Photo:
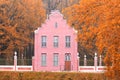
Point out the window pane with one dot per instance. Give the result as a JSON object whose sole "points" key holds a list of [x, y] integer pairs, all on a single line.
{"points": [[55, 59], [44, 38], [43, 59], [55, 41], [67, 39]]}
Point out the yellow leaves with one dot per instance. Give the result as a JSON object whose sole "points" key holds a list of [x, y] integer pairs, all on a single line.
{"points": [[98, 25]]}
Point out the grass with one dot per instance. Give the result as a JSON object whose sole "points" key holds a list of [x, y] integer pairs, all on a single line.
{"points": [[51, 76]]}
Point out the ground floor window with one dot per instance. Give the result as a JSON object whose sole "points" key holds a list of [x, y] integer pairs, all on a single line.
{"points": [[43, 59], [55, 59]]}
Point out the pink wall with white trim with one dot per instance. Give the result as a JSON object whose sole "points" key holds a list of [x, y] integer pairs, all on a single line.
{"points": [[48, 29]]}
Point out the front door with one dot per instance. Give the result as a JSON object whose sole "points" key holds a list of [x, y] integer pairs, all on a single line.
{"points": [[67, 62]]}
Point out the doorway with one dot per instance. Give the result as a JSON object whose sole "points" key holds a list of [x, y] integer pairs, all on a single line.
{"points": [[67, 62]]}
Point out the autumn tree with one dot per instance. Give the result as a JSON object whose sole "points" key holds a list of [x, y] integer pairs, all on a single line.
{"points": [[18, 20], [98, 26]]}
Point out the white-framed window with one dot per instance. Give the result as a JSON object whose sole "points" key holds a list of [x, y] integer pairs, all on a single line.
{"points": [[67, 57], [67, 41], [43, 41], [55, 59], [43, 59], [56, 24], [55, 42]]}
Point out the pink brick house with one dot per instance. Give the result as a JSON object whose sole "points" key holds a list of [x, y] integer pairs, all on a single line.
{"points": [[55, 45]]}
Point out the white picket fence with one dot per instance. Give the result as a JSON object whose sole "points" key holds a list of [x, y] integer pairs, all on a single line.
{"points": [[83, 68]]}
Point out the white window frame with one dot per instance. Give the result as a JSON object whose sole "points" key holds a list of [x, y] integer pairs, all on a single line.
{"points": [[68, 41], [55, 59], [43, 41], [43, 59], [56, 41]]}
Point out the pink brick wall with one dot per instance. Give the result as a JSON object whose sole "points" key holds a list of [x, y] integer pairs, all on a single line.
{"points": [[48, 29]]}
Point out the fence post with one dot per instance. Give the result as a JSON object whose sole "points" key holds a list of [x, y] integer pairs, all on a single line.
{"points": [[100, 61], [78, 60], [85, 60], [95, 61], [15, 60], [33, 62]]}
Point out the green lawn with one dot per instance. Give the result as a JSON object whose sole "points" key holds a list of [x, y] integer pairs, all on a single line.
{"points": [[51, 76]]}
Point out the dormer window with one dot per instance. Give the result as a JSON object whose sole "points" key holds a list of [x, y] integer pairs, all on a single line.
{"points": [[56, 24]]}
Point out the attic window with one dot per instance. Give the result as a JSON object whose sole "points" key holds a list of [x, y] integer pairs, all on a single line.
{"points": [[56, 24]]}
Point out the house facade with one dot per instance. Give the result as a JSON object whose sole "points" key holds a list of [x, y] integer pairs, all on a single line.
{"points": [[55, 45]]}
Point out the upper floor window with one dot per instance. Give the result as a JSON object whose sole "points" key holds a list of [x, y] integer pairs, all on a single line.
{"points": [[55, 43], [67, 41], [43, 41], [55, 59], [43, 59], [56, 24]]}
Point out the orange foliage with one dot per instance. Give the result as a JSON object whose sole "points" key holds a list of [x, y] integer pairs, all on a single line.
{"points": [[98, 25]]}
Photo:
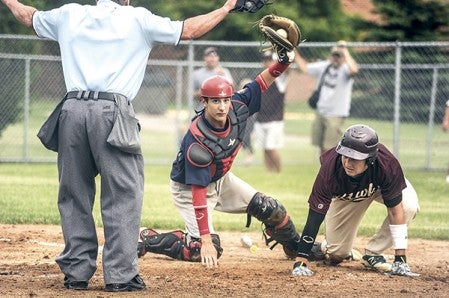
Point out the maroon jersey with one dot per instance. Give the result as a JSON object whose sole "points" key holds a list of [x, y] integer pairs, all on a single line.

* _WHAT IS NEEDED_
The whole listing should be retyped word for word; none of its pictures belong in the copy.

* _TASK RESULT_
Photo:
Point out the window pane with one dot per instance. Give the result as a JSON object whose sole "points" key holds a list of [x, y] integer pairs, all on a single line.
{"points": [[55, 59], [44, 38], [43, 59], [55, 41], [67, 39]]}
Point out the yellow leaves with one dot per instance. Give the result as a JSON object whose sole "points" key holds a list of [x, y] integer pairs, all on a single line.
{"points": [[98, 25]]}
Point out the grass with one dot per instance. Give the result as a JSON object whose sole "points" key holds a list of [x, y] integer pairs, all on a single line.
{"points": [[51, 76]]}
Point out the ground floor window with one dot per instance. Give the result as a JSON object whose sole "points" key holds a list of [x, y] integer pairs, all on a single line.
{"points": [[43, 59], [55, 59]]}
Point out the pink wall with white trim with one dot per instance. Give the result as a JSON object whose sole "points" key holds a list of [x, y] integer pairs, all on a single line.
{"points": [[48, 29]]}
Point out the front door with one dot per instance. Give the result as a JSON object whose sole "points" key holds a list of [x, y] integer pairs, all on a single line.
{"points": [[67, 62]]}
Point out the doorway with one dot per instance. Give the result as a JSON object whose sole "points" key holds a list of [x, y] integer pairs, all on a single line.
{"points": [[67, 62]]}
Point out the autumn tree with one dot per instance. Give the result as a JSON object whose sole "points" key holds a list of [x, y] integer pairs, all on a single line.
{"points": [[18, 20], [98, 26]]}
Point out the white-framed window with one dot per instance. Give the result as a JSON object whose sole "points" key holds a list of [x, y] integer pairs, all on a single line.
{"points": [[67, 57], [67, 41], [43, 41], [55, 59], [43, 59], [56, 24], [55, 42]]}
Point out the pink brick house with one dot per instance. Give the result as a JSON object whose sole "points" key holds a list of [x, y] integer pairs, all on a single line.
{"points": [[55, 45]]}
Point out the white picket fence with one dot per instance. Give the result as a JSON object whose sole "points" key holds a list of [x, y] integer pairs, all on a single line.
{"points": [[83, 68]]}
Point out the white window frame with one dot per instance. Give the result as a JSON object whose sole "points" key holds a list of [x, y] integer pairs, all on a single line.
{"points": [[68, 41], [55, 59], [43, 41], [43, 59], [56, 41]]}
Point out the pink brick wall with one dot per instance. Give the result as a JSON object whose sole "points" key holds a list of [x, y] integer pairs, all on a single line.
{"points": [[48, 29]]}
Point out the fence post with one dot per instance. Give the result as a JSON object whose sole "points" key holds a list of [x, y] integer pairs, all on a single line.
{"points": [[100, 61], [78, 60], [85, 60], [95, 61], [15, 60], [33, 62]]}
Point out the green lawn with one dot per instance. Give the result as a JSON object whose sole "points" key holds a list of [x, y] integer pairs, all on a single line.
{"points": [[51, 76]]}
Point out the dormer window with one dot per instance. Give the result as a JSON object whose sole "points" key holds a list of [x, y] integer pairs, all on a single line.
{"points": [[56, 24]]}
Point out the attic window with one dot per instance. Give the result as a JSON object whose sole "points" key holds a list of [x, y] integer pairs, all on a single line.
{"points": [[56, 24]]}
Point out the house facade with one dot per instance. Give the result as a JSON object whose sole "points" key holds a list of [x, y] integer pairs, all on a single line.
{"points": [[55, 45]]}
Point out the upper floor window with one dot per instance. Give the result as a JSON object whose sole "points" key holds a list of [x, y] integer pairs, all on a single line.
{"points": [[55, 43], [67, 41], [43, 41], [55, 59], [43, 59], [56, 24]]}
Point out the orange foliage with one dot per instance. Give the result as a JSON object whose sole "points" key holds a list of [x, y] integer pairs, all on a single line.
{"points": [[98, 25]]}
Photo:
Point out the maroon jersey with one dot per instance. Give the result as a JSON object whose sole "points" key holds a list of [x, y] integer pairs, all on a single line.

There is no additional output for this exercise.